◆ Exercise prompt
Among the lines of the material, copy those that hold the string "below".

◆ Data excerpts
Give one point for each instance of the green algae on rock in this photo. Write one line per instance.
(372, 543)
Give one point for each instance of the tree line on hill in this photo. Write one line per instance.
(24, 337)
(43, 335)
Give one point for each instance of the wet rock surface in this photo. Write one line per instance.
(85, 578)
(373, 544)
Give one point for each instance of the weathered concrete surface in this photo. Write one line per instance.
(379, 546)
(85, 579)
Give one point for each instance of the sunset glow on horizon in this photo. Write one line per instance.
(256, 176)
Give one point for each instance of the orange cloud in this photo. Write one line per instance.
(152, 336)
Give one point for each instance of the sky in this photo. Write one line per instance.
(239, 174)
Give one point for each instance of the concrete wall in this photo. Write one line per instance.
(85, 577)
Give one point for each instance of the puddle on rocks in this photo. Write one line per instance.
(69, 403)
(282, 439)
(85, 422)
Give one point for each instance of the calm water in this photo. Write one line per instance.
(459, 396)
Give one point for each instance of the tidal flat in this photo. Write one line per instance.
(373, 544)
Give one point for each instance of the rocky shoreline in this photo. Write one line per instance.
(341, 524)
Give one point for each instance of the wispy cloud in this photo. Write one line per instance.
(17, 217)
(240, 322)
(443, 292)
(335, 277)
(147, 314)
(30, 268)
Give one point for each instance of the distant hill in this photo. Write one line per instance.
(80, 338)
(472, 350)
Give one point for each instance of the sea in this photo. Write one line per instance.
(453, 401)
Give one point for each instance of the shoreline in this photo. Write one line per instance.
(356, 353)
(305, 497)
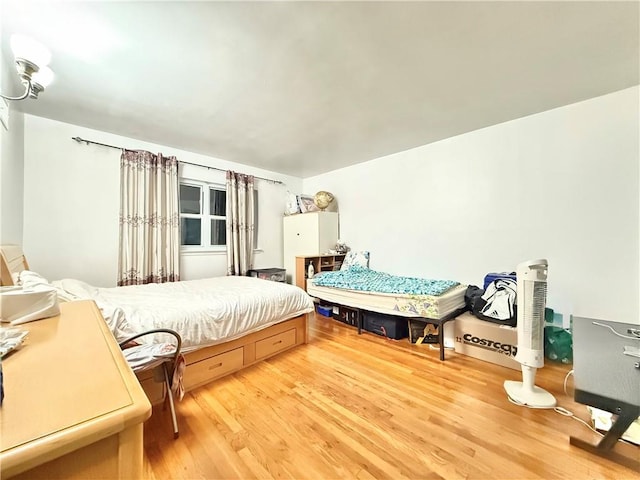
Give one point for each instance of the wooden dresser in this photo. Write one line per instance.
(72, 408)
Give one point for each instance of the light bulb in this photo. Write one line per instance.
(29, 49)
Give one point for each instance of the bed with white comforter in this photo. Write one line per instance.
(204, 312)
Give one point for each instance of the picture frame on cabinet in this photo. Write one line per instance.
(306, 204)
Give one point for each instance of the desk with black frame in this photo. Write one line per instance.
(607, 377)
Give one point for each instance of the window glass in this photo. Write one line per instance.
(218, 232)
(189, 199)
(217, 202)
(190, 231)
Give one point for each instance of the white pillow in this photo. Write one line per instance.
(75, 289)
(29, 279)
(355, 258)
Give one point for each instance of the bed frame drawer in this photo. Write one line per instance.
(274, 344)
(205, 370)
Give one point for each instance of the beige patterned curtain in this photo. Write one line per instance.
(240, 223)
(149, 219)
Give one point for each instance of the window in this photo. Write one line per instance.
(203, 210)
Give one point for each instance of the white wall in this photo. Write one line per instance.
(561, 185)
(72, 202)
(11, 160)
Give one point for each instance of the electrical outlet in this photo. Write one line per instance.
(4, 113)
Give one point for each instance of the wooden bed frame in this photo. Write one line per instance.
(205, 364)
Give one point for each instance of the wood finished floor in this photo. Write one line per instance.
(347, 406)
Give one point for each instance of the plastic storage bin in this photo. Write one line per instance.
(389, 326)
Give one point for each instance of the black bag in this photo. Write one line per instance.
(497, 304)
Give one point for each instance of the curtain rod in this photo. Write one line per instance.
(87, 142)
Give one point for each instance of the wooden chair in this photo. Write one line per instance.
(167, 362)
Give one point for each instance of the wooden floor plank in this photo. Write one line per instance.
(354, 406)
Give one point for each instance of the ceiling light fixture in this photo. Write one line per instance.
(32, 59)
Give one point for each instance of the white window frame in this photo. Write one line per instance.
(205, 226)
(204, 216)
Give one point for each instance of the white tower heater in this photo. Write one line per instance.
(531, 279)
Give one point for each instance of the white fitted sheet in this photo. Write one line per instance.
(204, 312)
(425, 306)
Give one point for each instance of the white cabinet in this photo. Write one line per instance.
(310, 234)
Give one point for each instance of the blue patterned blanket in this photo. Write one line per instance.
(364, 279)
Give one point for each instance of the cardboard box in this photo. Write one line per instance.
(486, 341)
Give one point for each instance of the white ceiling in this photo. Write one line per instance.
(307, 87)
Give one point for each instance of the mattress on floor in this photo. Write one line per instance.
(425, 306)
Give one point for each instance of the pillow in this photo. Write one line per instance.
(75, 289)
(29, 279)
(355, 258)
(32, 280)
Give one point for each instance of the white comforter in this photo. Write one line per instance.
...
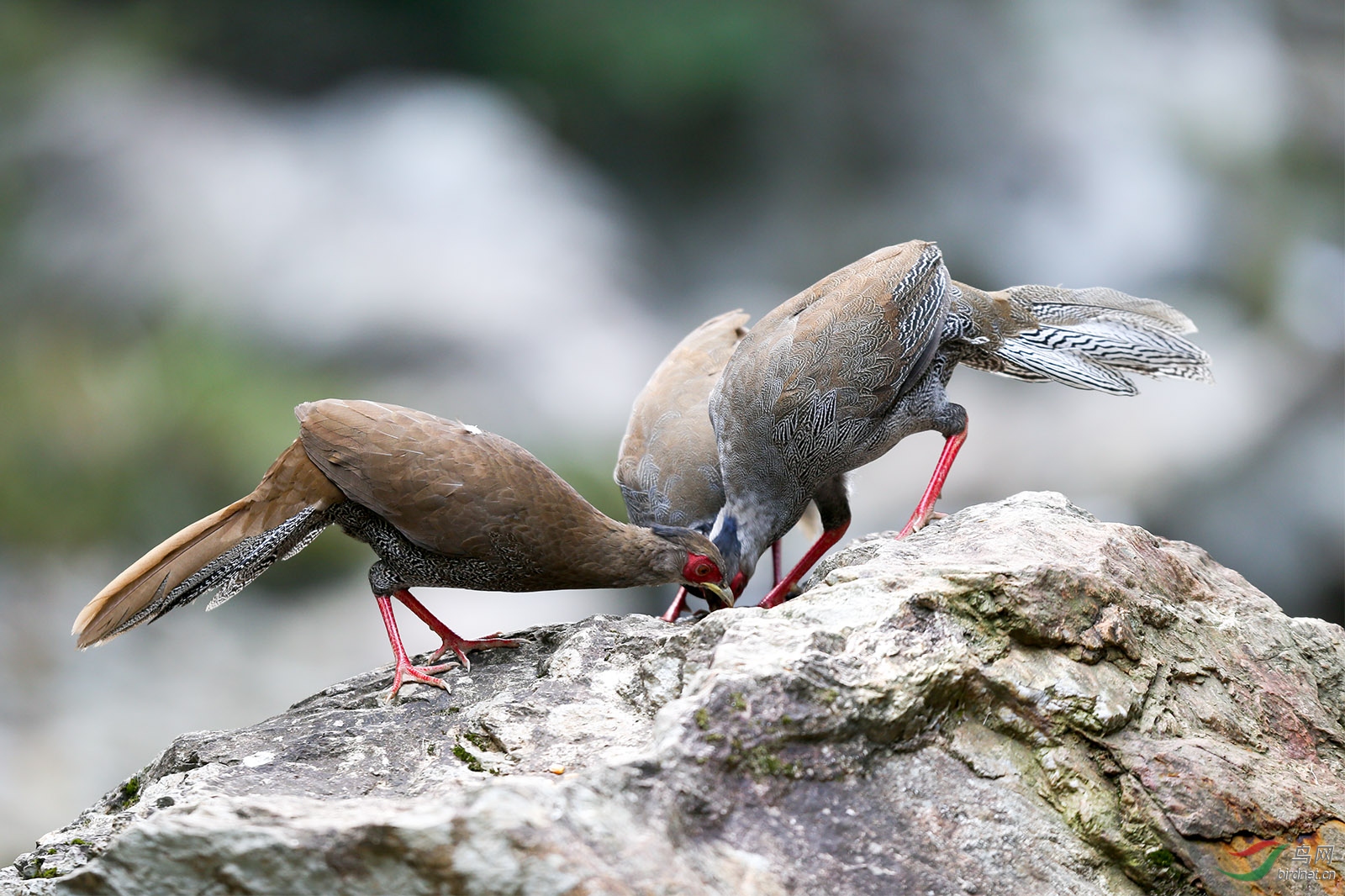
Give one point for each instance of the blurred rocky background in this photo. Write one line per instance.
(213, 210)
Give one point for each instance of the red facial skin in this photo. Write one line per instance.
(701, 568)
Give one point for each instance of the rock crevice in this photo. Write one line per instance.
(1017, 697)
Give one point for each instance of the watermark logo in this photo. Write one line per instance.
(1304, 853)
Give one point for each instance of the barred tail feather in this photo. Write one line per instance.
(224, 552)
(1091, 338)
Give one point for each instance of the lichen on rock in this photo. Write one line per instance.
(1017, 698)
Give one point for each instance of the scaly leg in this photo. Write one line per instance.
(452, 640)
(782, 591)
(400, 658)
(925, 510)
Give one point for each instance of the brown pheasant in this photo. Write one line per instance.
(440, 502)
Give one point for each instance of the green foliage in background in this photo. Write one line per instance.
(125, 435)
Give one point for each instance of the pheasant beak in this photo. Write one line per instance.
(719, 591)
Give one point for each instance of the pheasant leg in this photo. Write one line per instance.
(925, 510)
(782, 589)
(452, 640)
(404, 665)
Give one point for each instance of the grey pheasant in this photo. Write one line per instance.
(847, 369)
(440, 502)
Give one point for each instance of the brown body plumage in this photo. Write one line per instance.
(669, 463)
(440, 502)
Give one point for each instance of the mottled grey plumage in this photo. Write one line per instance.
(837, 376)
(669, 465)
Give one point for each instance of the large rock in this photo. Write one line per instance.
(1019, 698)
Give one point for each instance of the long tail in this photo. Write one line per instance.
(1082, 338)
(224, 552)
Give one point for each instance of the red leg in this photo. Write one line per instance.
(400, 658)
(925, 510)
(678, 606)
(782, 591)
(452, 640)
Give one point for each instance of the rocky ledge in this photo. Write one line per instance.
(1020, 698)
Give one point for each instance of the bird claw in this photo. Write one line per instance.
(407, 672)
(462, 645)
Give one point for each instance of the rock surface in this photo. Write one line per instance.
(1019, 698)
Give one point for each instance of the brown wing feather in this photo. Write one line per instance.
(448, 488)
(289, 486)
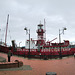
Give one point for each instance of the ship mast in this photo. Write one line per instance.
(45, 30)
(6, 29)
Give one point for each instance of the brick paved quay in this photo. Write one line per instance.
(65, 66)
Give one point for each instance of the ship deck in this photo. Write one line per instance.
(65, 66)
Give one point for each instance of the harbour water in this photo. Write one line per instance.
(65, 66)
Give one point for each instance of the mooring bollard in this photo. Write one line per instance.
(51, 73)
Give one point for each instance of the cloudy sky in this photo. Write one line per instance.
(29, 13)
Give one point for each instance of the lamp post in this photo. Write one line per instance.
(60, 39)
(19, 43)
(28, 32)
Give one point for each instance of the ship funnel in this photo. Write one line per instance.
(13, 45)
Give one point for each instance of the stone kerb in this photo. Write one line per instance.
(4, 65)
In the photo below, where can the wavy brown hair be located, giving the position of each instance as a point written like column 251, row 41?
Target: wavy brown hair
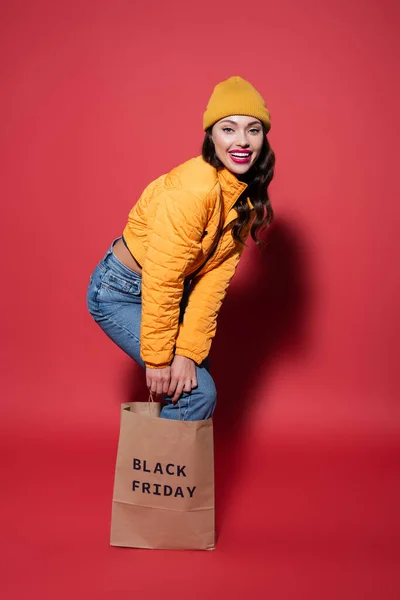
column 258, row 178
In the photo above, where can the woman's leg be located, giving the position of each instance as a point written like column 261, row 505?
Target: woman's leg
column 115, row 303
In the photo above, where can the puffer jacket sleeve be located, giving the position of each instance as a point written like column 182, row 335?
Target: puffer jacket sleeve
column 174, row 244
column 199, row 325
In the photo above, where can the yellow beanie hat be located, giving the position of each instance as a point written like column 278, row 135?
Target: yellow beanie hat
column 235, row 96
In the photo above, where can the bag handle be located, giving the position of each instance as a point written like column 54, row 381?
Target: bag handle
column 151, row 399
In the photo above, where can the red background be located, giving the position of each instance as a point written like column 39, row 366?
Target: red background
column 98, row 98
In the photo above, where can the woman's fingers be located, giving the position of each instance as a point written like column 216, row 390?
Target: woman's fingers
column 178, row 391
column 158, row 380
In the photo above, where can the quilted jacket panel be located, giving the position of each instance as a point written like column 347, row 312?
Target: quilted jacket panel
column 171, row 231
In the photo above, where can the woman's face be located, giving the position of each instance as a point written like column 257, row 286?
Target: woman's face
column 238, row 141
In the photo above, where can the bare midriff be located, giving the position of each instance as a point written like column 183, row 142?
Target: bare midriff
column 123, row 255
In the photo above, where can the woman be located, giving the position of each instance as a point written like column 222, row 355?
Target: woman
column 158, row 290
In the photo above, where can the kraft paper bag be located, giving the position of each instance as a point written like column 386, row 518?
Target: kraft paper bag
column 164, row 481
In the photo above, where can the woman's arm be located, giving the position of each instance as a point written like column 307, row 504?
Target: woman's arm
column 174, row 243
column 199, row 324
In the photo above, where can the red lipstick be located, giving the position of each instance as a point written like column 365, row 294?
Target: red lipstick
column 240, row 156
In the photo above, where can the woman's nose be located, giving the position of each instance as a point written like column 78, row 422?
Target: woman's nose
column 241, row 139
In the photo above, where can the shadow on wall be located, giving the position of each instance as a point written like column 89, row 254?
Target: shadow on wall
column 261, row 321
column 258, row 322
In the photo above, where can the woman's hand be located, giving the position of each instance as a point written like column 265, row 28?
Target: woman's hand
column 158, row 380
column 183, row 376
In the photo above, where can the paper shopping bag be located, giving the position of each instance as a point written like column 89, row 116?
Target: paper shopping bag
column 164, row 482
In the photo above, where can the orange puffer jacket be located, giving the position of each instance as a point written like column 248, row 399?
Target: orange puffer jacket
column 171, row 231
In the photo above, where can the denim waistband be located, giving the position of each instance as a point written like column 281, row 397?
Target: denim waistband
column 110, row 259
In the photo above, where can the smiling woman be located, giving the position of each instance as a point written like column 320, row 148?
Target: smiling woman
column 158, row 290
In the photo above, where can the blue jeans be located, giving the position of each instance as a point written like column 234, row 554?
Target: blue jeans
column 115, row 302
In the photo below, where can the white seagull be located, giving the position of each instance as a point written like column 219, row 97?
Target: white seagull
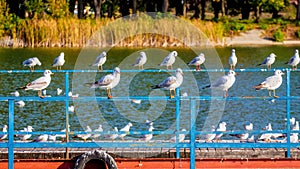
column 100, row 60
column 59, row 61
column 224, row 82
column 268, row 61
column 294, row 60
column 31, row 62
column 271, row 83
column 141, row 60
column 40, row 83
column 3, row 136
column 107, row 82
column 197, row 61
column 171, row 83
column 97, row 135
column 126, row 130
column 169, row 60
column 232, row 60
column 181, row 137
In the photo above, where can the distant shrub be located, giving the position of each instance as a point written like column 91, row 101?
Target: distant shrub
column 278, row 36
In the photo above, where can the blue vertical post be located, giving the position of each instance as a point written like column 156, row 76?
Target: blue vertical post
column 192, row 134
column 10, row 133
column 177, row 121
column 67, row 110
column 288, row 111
--
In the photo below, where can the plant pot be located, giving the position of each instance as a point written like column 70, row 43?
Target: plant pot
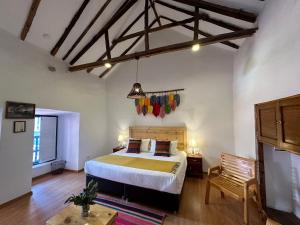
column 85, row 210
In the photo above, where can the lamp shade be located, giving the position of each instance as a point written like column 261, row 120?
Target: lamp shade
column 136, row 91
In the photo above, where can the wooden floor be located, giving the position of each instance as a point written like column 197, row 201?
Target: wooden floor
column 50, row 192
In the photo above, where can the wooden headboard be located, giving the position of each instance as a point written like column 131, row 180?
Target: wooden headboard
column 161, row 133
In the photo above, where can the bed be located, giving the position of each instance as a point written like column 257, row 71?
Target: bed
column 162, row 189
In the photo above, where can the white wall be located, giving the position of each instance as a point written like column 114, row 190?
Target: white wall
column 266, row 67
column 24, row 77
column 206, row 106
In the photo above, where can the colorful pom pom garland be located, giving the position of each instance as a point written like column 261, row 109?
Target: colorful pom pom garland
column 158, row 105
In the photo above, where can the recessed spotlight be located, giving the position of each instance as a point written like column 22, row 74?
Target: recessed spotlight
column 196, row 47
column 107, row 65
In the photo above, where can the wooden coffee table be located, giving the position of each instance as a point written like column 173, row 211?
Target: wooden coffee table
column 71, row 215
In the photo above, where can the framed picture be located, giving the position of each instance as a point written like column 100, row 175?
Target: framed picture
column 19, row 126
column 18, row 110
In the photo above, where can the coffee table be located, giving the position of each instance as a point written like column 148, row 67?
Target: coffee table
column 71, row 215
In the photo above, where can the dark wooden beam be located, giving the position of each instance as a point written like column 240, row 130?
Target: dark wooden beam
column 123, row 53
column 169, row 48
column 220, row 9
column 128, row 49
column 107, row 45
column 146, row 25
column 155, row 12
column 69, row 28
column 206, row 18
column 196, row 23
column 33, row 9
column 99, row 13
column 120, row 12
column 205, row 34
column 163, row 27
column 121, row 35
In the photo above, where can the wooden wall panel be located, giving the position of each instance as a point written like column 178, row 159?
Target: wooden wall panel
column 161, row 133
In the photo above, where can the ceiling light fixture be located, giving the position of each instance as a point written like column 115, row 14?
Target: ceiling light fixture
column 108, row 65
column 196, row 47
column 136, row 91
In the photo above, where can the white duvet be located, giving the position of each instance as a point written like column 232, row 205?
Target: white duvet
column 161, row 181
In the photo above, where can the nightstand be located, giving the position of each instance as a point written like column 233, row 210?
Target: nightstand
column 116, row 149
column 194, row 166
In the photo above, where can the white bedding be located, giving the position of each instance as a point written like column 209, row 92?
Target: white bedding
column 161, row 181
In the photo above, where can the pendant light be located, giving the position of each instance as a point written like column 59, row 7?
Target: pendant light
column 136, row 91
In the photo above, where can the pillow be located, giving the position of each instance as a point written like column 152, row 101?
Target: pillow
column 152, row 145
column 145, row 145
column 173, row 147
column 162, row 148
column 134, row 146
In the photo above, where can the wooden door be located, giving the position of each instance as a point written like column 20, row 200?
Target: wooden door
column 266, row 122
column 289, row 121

◆ Written answer
In the photo below, where can the wavy brown hair be located, giving the position of each instance as a point written like column 251, row 41?
In the photo below, where can the white seagull be located, giving the position of each instance as a point written like column 219, row 97?
In the photo below, where can the plant pot be located, giving the position of each instance as a point written like column 70, row 43?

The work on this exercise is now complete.